-- Set problem --
Repeat verbatim the lines of the data below, beginning with the line containing "the sky for" and continuing to the end.

-- Records --
.....
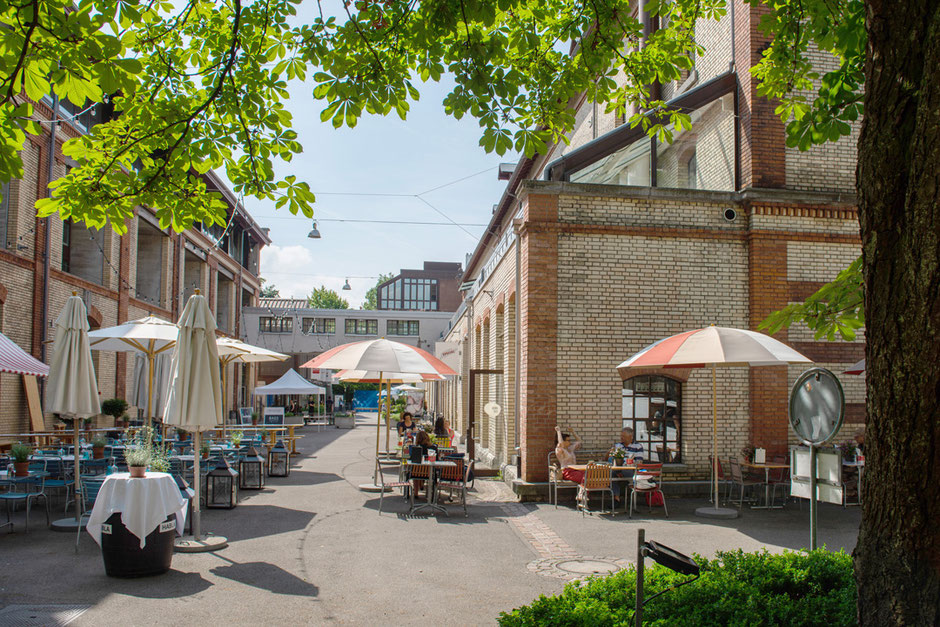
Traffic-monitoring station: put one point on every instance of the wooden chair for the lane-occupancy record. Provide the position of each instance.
(647, 480)
(596, 479)
(457, 478)
(408, 492)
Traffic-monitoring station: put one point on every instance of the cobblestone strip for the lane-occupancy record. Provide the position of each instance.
(547, 543)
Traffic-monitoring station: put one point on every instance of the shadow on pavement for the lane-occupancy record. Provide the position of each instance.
(266, 577)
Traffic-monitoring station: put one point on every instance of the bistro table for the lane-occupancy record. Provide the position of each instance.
(434, 469)
(135, 521)
(767, 467)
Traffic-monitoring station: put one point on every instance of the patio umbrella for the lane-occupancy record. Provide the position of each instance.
(382, 356)
(150, 336)
(194, 402)
(72, 388)
(857, 368)
(713, 347)
(232, 350)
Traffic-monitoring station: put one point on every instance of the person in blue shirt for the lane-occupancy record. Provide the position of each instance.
(634, 452)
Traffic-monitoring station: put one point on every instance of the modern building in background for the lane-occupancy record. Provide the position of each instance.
(147, 271)
(433, 288)
(614, 240)
(289, 326)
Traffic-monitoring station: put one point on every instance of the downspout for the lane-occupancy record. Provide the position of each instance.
(47, 259)
(518, 342)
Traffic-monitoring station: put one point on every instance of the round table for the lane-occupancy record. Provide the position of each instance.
(135, 521)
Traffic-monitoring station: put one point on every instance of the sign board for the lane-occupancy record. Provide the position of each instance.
(829, 488)
(817, 406)
(274, 416)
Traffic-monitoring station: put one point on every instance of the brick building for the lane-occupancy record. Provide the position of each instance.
(147, 271)
(614, 240)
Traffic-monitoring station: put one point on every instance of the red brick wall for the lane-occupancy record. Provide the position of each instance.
(539, 298)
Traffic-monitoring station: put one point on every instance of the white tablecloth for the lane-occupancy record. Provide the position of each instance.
(143, 504)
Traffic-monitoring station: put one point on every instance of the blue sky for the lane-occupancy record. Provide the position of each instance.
(382, 155)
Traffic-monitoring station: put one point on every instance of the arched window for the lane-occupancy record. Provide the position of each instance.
(652, 407)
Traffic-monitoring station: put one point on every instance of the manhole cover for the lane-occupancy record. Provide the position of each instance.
(587, 567)
(40, 615)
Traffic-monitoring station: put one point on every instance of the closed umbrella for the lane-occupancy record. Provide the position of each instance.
(72, 388)
(382, 356)
(194, 401)
(713, 347)
(149, 336)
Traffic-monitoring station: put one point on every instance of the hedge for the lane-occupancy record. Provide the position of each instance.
(736, 588)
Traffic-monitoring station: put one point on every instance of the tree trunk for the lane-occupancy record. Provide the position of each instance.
(897, 560)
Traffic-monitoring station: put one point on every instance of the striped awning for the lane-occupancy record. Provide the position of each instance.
(15, 360)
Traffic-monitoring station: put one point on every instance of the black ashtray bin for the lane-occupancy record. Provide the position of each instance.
(123, 556)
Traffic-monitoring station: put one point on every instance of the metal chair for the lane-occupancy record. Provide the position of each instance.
(739, 479)
(88, 488)
(406, 485)
(38, 481)
(596, 479)
(647, 480)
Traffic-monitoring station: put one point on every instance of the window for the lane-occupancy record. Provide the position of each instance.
(362, 327)
(652, 408)
(276, 324)
(402, 327)
(320, 326)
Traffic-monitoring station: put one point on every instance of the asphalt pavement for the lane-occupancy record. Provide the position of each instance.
(312, 549)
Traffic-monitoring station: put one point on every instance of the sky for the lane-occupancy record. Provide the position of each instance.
(356, 175)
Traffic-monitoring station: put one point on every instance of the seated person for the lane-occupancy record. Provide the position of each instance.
(633, 452)
(406, 425)
(564, 451)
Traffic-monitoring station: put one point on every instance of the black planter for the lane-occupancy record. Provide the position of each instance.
(123, 556)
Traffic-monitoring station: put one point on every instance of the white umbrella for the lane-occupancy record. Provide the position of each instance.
(72, 388)
(382, 356)
(713, 347)
(150, 336)
(194, 402)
.....
-- Written reply --
Traffic-monitoring station: put one point on every instance of the sky for the lane-occupancy record. Provide the position of each instance.
(356, 175)
Traffic-monitoring station: put one point on every instance of the seated person for the lane-occupancy record. Provide the position of each instance.
(633, 452)
(406, 425)
(564, 451)
Traffic-monitoring station: put one point on every instance of the black planter for the lane-occupancy record. Provide the position of each instance.
(123, 556)
Traffic-monitoring station: put one point on every instance of the white umbrella for the lane-occupancy record. Provide the position of each instance.
(72, 388)
(382, 356)
(713, 347)
(150, 336)
(194, 402)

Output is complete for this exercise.